:: Given data

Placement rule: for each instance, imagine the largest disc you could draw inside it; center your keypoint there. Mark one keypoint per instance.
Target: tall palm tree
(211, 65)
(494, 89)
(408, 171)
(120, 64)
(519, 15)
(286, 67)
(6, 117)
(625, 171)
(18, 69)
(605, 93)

::::

- _About this exercise_
Please write the full listing out again, exactly.

- _Problem solution_
Placement rule: for each instance, imagine the largest disc you could draw inside it; center your keypoint there. Mark one keypoint per instance.
Target: tall palm tree
(211, 65)
(494, 89)
(408, 171)
(120, 64)
(519, 15)
(286, 67)
(6, 117)
(625, 171)
(18, 69)
(605, 93)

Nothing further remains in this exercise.